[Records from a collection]
------------------------------------
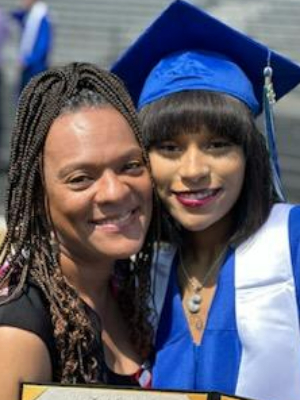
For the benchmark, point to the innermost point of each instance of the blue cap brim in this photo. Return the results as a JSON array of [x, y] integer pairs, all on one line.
[[183, 26]]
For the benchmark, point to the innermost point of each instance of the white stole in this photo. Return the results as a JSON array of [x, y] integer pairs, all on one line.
[[31, 28], [267, 313]]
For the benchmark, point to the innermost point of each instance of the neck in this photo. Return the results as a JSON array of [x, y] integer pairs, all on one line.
[[202, 248]]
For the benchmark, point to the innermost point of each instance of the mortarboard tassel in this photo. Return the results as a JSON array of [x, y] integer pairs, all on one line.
[[269, 101]]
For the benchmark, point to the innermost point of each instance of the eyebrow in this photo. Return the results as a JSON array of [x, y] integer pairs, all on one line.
[[131, 152]]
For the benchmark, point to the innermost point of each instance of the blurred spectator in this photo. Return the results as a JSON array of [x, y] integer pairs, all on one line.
[[4, 30], [36, 39]]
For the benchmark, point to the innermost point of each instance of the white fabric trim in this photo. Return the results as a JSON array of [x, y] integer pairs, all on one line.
[[267, 314], [31, 28]]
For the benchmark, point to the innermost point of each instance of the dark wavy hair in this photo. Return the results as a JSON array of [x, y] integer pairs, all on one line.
[[27, 248], [187, 112]]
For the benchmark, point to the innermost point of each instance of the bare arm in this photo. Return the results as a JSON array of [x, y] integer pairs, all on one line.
[[24, 357]]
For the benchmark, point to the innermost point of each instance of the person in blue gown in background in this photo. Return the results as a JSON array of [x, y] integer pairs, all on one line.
[[36, 39], [227, 287]]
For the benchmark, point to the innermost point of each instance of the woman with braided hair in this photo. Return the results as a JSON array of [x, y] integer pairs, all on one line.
[[74, 309]]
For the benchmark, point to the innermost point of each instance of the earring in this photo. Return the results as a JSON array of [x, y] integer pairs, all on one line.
[[54, 244]]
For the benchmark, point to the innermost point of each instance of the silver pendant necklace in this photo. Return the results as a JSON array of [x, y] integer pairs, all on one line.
[[193, 303]]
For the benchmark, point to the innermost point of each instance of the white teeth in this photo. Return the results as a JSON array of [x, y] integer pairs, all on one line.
[[199, 195], [116, 221]]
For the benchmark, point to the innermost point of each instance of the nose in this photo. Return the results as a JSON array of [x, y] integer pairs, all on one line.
[[111, 188], [194, 164]]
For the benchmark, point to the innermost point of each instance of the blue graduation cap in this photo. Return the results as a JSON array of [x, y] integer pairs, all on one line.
[[186, 49]]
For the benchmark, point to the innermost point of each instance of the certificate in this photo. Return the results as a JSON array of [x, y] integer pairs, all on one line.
[[84, 392]]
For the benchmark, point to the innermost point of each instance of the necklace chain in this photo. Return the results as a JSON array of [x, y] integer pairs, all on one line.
[[193, 304]]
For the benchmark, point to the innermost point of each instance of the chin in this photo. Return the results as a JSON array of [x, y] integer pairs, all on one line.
[[125, 250]]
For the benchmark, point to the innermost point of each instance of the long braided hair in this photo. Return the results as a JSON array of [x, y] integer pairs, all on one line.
[[27, 250]]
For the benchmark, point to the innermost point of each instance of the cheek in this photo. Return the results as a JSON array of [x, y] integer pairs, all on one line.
[[162, 171]]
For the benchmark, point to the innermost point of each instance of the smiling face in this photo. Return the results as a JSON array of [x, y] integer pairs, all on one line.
[[97, 186], [199, 177]]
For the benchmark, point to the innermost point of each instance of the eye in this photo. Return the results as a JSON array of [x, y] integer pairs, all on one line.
[[134, 166], [167, 148], [79, 181]]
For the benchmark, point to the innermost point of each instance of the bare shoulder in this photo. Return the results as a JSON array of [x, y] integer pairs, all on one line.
[[24, 357]]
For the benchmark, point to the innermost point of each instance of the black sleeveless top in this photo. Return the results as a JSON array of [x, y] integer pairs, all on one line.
[[30, 312]]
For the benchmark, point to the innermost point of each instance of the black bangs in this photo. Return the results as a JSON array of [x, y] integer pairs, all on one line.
[[188, 111]]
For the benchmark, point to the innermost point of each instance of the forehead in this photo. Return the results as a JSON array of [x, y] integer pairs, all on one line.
[[88, 135]]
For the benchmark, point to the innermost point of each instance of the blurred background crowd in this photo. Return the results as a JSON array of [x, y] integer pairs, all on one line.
[[98, 30]]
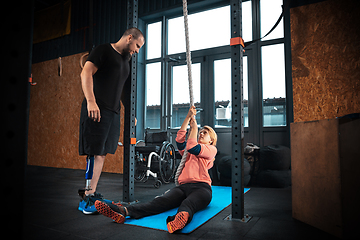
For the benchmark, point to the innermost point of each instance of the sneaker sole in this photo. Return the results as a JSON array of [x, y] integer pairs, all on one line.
[[178, 223], [105, 210], [89, 213]]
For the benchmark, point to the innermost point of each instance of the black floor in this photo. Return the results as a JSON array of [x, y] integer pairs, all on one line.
[[51, 212]]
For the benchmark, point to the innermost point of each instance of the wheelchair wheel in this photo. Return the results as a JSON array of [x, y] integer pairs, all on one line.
[[140, 164], [140, 168], [167, 162]]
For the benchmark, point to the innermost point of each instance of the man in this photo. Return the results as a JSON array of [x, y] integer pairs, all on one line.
[[103, 77]]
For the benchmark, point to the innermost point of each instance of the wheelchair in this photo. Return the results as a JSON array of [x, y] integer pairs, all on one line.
[[155, 157]]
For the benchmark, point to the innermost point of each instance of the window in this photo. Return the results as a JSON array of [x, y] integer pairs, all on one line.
[[167, 97], [211, 34], [273, 85], [180, 90], [270, 11], [153, 40], [222, 79], [153, 95]]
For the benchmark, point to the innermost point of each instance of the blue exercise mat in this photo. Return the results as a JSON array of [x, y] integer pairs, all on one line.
[[221, 198]]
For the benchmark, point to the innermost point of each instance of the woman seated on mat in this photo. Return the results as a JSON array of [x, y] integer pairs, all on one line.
[[194, 190]]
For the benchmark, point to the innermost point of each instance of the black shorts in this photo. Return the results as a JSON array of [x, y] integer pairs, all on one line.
[[98, 138]]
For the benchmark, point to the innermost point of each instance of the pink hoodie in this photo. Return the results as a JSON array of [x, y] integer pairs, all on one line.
[[196, 166]]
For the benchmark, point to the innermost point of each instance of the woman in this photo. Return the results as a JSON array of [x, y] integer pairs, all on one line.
[[194, 192]]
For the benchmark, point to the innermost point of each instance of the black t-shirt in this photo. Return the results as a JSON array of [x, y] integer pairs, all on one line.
[[113, 71]]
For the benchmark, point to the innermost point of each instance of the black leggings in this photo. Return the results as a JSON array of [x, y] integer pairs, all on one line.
[[189, 197]]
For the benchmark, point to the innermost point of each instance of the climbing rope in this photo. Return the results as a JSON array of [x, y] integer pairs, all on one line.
[[188, 61]]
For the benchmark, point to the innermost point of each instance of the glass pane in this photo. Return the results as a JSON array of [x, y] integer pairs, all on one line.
[[216, 31], [270, 11], [180, 92], [153, 95], [246, 21], [153, 41], [222, 79], [273, 83]]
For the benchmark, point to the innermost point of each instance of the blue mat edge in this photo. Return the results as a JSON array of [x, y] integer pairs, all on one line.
[[191, 226]]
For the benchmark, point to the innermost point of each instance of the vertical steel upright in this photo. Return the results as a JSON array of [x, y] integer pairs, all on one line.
[[130, 110], [237, 114]]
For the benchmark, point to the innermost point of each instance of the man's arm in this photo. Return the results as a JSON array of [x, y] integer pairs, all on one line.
[[87, 85]]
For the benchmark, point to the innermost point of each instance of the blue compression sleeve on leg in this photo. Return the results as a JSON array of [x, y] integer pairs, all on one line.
[[89, 167]]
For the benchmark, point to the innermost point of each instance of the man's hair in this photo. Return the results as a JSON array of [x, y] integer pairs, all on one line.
[[136, 33]]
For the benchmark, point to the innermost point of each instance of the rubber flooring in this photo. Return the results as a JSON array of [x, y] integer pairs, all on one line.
[[51, 201]]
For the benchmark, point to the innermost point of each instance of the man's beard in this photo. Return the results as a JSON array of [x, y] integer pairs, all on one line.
[[126, 53]]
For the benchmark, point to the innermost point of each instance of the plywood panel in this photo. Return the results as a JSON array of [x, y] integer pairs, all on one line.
[[325, 59], [316, 186], [55, 105]]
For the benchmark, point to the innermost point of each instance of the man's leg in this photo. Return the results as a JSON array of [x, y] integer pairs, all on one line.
[[98, 165]]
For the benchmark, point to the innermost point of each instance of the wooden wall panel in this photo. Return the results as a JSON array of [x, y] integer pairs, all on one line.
[[325, 59], [55, 105]]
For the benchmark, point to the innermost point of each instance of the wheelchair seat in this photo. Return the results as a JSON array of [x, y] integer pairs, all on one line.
[[155, 156]]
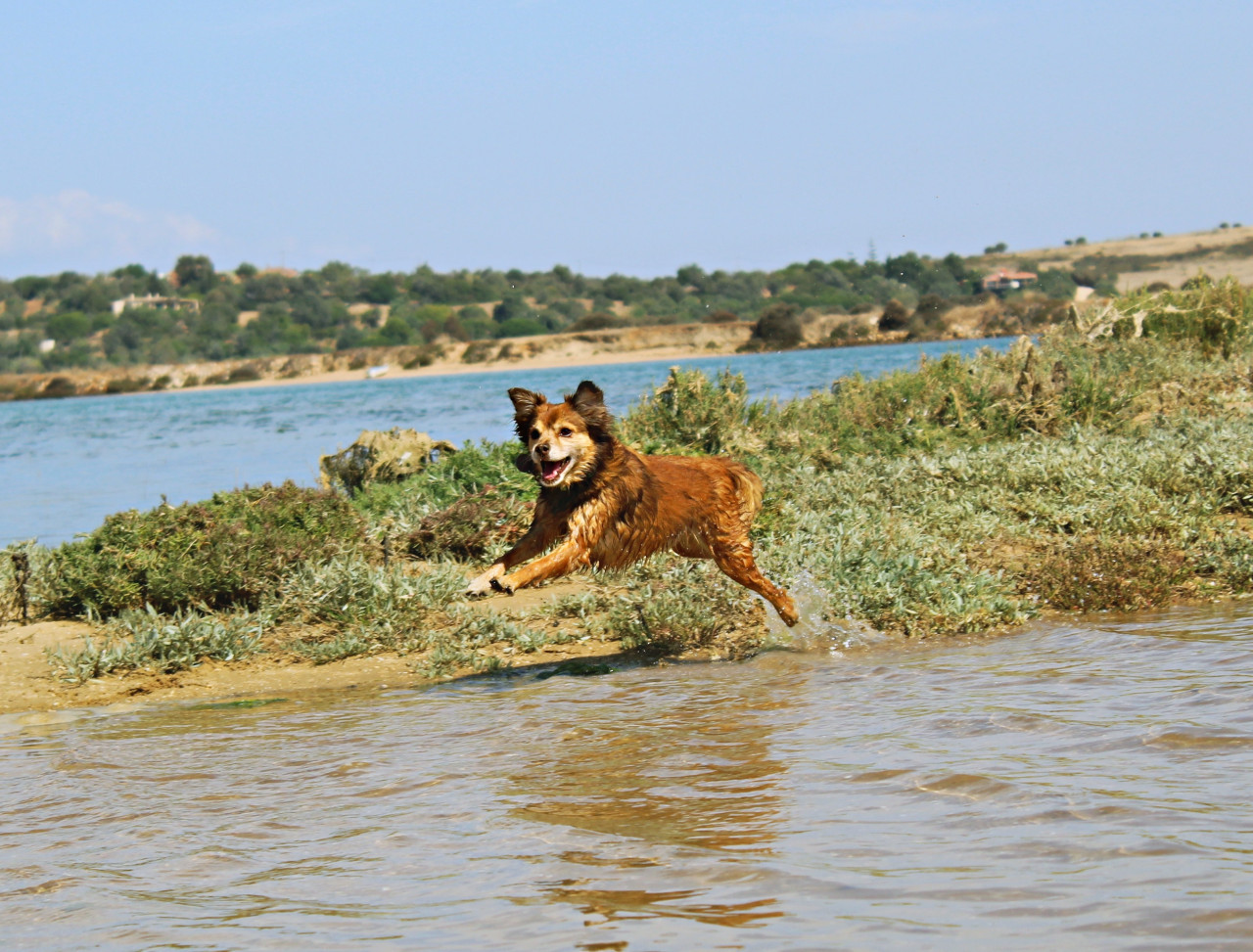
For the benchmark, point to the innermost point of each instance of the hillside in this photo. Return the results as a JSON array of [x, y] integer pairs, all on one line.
[[132, 330]]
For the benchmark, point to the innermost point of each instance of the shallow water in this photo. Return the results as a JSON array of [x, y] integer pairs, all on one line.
[[67, 464], [1081, 785]]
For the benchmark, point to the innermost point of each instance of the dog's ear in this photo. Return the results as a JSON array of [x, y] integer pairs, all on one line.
[[589, 402], [587, 394], [525, 403]]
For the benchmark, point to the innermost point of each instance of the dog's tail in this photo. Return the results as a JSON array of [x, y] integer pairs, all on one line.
[[748, 491]]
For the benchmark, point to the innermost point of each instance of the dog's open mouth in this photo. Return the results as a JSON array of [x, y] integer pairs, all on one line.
[[551, 470]]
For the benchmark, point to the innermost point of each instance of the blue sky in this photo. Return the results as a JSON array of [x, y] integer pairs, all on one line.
[[626, 137]]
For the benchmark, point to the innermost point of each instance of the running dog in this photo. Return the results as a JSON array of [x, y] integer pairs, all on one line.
[[611, 506]]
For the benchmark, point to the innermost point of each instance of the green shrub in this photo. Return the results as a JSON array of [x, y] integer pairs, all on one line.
[[228, 551], [895, 317], [147, 640], [692, 414], [778, 327]]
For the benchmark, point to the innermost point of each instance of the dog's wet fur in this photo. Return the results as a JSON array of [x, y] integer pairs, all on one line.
[[608, 506]]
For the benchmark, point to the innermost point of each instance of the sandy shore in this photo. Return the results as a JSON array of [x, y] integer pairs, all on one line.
[[30, 684], [662, 342]]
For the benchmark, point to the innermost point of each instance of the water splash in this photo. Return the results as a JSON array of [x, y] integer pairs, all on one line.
[[822, 626]]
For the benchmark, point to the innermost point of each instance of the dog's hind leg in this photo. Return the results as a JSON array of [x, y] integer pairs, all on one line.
[[736, 562]]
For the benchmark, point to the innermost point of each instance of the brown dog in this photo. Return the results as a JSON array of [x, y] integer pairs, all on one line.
[[612, 506]]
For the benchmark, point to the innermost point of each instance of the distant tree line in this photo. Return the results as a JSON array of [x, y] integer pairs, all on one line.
[[249, 312]]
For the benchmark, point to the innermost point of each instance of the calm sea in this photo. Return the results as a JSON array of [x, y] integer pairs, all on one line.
[[67, 464]]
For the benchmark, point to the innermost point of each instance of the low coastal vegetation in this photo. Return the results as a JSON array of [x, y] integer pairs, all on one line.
[[1103, 466], [133, 327]]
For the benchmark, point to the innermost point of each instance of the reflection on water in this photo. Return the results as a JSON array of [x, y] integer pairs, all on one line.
[[1081, 783]]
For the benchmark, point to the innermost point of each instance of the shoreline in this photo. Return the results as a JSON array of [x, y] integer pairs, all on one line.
[[589, 348]]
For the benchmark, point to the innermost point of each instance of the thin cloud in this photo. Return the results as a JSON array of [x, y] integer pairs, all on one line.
[[80, 224]]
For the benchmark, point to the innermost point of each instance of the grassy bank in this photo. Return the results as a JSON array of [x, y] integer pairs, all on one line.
[[1100, 468]]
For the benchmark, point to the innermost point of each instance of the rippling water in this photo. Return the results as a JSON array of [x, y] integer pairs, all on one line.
[[1082, 785], [67, 464]]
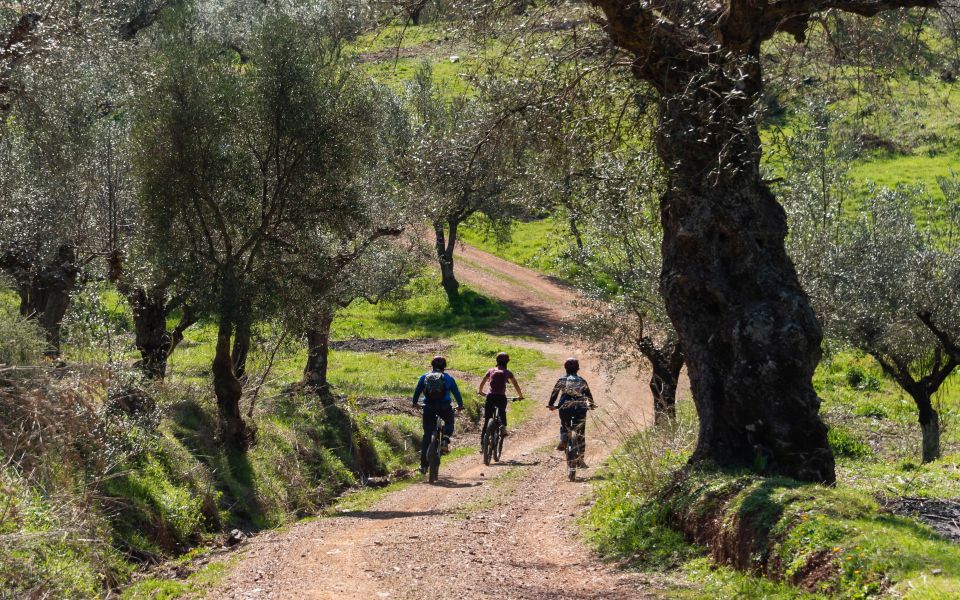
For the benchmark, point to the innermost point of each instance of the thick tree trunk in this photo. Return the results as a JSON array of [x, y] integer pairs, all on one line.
[[750, 337], [48, 295], [228, 390], [929, 426], [150, 327], [445, 248], [241, 348], [155, 344], [666, 364], [415, 10], [318, 345]]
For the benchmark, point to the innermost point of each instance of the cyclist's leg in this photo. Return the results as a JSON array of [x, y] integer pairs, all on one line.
[[502, 404], [487, 415], [564, 417], [581, 425], [447, 415], [429, 420]]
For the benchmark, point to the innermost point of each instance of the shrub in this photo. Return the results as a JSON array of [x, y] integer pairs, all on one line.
[[846, 444], [21, 340]]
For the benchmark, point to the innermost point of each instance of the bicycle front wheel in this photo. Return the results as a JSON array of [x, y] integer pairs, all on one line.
[[488, 443], [573, 456], [433, 456]]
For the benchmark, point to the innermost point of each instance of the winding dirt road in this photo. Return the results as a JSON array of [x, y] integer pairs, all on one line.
[[505, 531]]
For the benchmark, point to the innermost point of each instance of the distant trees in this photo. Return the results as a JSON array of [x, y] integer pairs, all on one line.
[[894, 295], [248, 164], [468, 159], [60, 203], [619, 265], [882, 271]]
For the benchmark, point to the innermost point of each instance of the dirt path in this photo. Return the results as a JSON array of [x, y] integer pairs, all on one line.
[[504, 531]]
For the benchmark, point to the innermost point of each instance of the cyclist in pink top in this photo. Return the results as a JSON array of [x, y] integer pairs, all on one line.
[[498, 377]]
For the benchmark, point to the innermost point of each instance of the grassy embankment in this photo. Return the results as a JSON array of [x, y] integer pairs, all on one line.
[[160, 486]]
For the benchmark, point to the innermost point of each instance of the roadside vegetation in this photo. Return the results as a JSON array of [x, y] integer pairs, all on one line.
[[217, 226]]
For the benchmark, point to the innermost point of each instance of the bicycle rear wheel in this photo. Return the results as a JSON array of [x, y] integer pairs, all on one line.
[[572, 453], [433, 456], [488, 443]]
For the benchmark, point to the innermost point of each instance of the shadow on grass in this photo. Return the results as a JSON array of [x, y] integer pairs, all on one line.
[[474, 313], [196, 429]]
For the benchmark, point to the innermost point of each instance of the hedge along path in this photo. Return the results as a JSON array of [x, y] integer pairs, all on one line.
[[504, 531]]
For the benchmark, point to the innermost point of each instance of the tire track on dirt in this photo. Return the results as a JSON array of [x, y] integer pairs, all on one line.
[[503, 531]]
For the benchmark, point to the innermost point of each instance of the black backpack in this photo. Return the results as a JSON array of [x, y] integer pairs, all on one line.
[[434, 387]]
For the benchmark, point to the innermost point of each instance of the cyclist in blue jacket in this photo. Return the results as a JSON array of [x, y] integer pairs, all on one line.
[[438, 390]]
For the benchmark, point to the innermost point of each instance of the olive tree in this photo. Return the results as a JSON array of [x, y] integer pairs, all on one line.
[[751, 339], [374, 273], [892, 293], [244, 162], [467, 159]]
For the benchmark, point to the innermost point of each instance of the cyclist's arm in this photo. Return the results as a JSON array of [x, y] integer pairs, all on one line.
[[483, 382], [516, 385], [418, 390], [588, 394], [554, 394], [456, 392]]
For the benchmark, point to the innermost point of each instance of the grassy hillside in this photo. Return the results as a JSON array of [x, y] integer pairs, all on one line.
[[105, 487]]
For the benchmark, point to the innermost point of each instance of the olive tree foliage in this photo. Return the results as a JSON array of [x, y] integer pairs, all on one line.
[[249, 160], [893, 294], [882, 279], [65, 199], [467, 158], [619, 263], [376, 273]]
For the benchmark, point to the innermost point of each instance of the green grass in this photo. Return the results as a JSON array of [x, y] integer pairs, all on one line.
[[864, 550], [423, 314], [534, 244], [161, 588]]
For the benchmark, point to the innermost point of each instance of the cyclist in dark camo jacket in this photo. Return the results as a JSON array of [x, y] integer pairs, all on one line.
[[573, 398]]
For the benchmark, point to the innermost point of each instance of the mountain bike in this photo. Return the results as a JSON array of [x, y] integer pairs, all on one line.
[[576, 435], [435, 449], [491, 440]]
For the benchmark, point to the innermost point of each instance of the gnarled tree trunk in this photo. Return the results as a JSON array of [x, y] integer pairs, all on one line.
[[228, 390], [48, 296], [750, 337], [445, 249], [666, 363], [150, 328], [241, 347], [156, 344], [318, 346]]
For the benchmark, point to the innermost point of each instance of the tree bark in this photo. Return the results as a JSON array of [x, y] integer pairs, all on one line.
[[750, 337], [153, 341], [228, 390], [318, 345], [150, 329], [241, 348], [48, 295], [445, 248], [666, 364], [929, 426]]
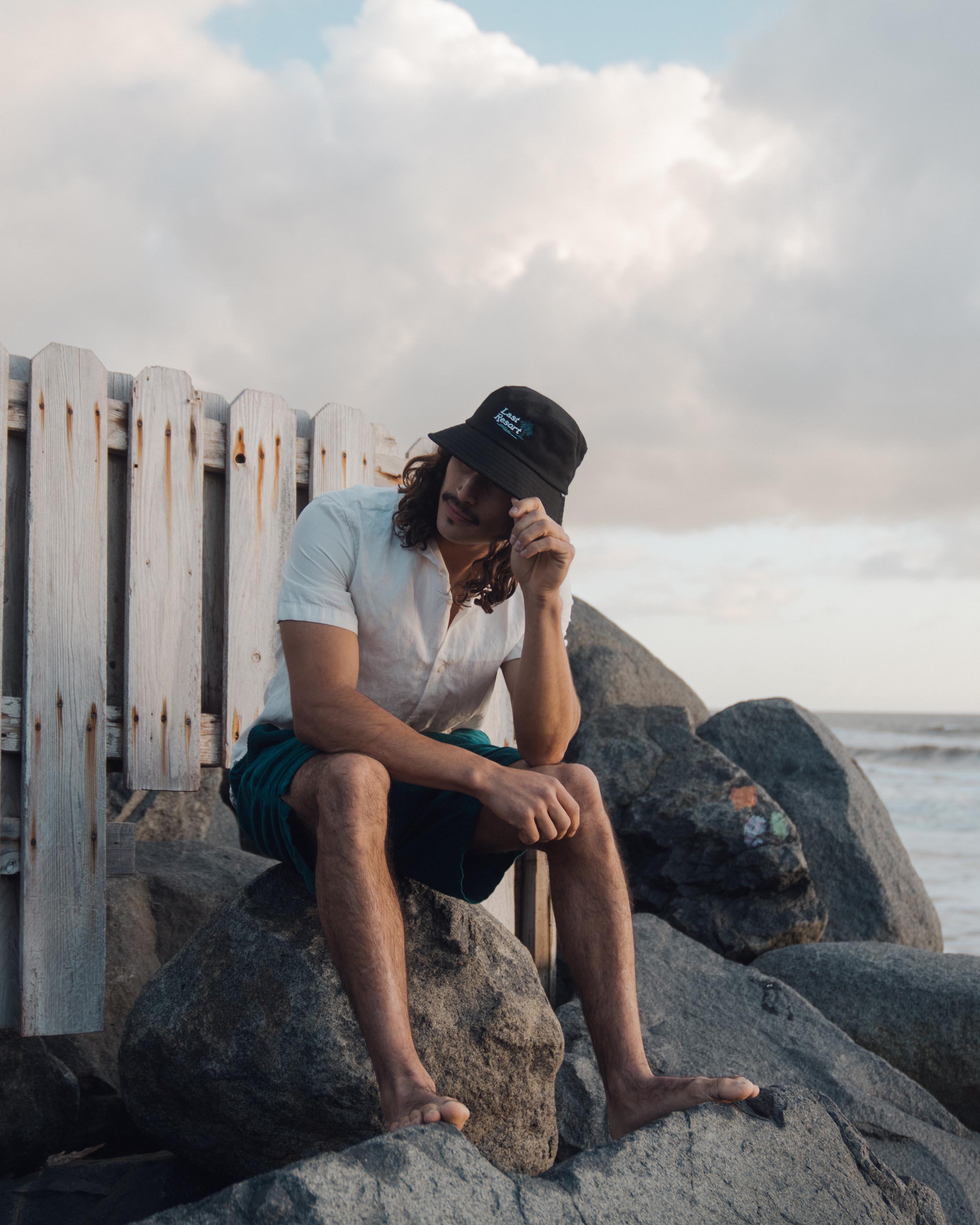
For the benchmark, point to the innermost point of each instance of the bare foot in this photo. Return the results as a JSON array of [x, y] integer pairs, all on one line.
[[414, 1104], [644, 1099]]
------------------------------------
• **What the task requires**
Repeat the listing word for word from the line containing "of the eyebrow" through the line containing "[[74, 309]]", with both of those lines included.

• **Answer to the task**
For the benchmark, point to the innermost point of each instance of the eyebrow in this photo. Return the results as a JSON array of [x, y] integer pairs, all on one line.
[[131, 152]]
For the benchmark, point to the innermost point of each instance of the blurred spectator in this photo. Return the results as a JSON array of [x, y] integer pairs, all on one line.
[[4, 30], [36, 39]]
For the benchmark, point to the innermost point of each instance of the white fabric trim in this photo. Return the results as a JSON array of [x, y] integer pairs, all on one line.
[[267, 314], [31, 28]]
For the benchmark, point to the innermost point of each instance of the dark wavy hair in this photo. Return the results as a JSON array of [x, y] integer pairs, all on one line.
[[27, 248], [187, 112]]
For the benchmark, point to the innermost point of each instance of the bare arm in this photo. Return the results as a JSON array of [x, y] integer pairs, all on one line.
[[24, 357]]
For the benchmark, point to the innermost point of each instance of the person in blue gown in background in this photo. Return the results as a JSON array of [x, y] integer pairs, all on one line.
[[36, 39], [227, 287]]
For the benchmark, point to the innermost point of each instance of the woman with braided hair in this photo. Return the results as a JSON array of [x, y] integer pairs, all on one line.
[[74, 309]]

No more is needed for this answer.